Recientemente, en una conferencia de Miquel Torres, presidente de Bodegas Torres, el ponente se extendió en detalles acerca de las medidas que estaba tomando su empresa para adaptarse al cambio climático, tal como la ubicación de viñas en zonas más altas y/o más frías o el impulso de las energías renovables para moderar emisiones de gases efecto invernadero. Curiosamente en el debate posterior salió el aparente sinsentido de destinar unos recursos presentes para atender un hipotético y lejano problema. 

Pero, la pregunta estaba mal formulada. El cambio climático no es hipotético y ya no es solamente futuro. Fijemos como fecha el tratado de Kyoto el 11 de diciembre de 1997. Han pasado casi veinte años. Los teóricos de entonces nos hablaban de un escenario que muchos calificaron de apocalíptico. La FAO expresaba preocupación por la seguridad alimentaria dibujando un futuro con más pérdida de cosechas por fenómenos meteorológicos extremos, incremento de sequías prolongadas y de daños por viento, proliferación de plagas, modificación de las respuestas fenológicas de las plantas con efectos inciertos, aumento de los incendios forestales y crecida del nivel del mar con inundación de tierras fértiles y salinización de aguas.

Desde diferentes centros de prospectiva se pronosticaban tensiones en los recursos de agua, energía y suelo agrícola, que unidas a una población creciente y más urbana podía determinar dinámicas económicas convulsas con precios más elevados en activos básicos, desviación de comercio por razones de aprovisionamiento alimentario, migraciones descontroladas, incremento de tensiones territoriales, sociales y políticas. Esto, claro está, quizás sucedería más o menos en el 2100. Ante este “largo me lo fiais” el cambio climático para muchos quedó como fenómeno religioso. Es decir, pasó a ser un problema de fe, ante la mirada atónita de los científicos.

MATERIAL MOSTRADO:
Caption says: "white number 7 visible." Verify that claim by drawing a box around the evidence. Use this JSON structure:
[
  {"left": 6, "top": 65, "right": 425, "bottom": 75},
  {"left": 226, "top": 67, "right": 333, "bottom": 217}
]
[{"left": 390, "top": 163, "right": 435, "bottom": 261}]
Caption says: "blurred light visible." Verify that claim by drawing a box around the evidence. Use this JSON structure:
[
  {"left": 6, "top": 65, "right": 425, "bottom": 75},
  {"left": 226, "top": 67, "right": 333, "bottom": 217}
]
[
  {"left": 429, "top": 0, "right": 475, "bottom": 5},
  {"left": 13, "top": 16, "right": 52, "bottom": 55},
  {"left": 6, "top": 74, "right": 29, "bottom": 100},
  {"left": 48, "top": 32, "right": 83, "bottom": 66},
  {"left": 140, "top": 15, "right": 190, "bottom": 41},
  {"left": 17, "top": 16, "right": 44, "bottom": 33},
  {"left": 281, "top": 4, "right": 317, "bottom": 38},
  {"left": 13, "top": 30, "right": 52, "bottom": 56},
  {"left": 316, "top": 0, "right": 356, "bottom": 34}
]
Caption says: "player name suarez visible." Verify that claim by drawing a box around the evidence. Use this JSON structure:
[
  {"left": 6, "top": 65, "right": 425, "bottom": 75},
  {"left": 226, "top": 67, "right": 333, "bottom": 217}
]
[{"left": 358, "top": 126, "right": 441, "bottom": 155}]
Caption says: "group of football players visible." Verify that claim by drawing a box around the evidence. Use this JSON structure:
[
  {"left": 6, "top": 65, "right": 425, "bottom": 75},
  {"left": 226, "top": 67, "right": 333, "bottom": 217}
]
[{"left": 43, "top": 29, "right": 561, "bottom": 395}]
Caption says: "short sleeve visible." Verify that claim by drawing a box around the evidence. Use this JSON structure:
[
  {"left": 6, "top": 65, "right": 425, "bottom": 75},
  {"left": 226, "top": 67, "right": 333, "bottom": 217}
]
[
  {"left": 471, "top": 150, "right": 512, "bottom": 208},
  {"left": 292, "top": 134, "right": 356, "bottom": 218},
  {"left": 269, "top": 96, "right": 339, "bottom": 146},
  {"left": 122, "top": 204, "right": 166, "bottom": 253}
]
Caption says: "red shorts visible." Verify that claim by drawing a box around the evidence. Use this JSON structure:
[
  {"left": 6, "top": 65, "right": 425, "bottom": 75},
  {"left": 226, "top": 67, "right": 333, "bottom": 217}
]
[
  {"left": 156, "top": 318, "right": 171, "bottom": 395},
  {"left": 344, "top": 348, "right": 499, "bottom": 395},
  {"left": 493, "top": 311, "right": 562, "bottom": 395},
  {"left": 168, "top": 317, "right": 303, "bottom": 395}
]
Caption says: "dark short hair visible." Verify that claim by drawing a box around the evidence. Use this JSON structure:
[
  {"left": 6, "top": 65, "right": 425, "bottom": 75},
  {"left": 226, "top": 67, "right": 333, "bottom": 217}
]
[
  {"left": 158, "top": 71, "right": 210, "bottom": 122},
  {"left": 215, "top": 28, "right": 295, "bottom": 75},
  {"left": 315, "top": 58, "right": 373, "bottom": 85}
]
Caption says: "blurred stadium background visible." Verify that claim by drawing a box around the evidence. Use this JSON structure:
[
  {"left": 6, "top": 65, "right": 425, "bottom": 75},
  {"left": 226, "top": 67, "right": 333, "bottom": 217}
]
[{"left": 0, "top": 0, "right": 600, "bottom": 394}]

EJERCICIO BREVE: Devuelve tal cual el fragmento del texto sobre el cambio climático que va desde "Desde diferentes centros" hasta "de los científicos.". Responde basándote únicamente en el texto sobre el cambio climático.

RESPUESTA ESPERADA:
Desde diferentes centros de prospectiva se pronosticaban tensiones en los recursos de agua, energía y suelo agrícola, que unidas a una población creciente y más urbana podía determinar dinámicas económicas convulsas con precios más elevados en activos básicos, desviación de comercio por razones de aprovisionamiento alimentario, migraciones descontroladas, incremento de tensiones territoriales, sociales y políticas. Esto, claro está, quizás sucedería más o menos en el 2100. Ante este “largo me lo fiais” el cambio climático para muchos quedó como fenómeno religioso. Es decir, pasó a ser un problema de fe, ante la mirada atónita de los científicos.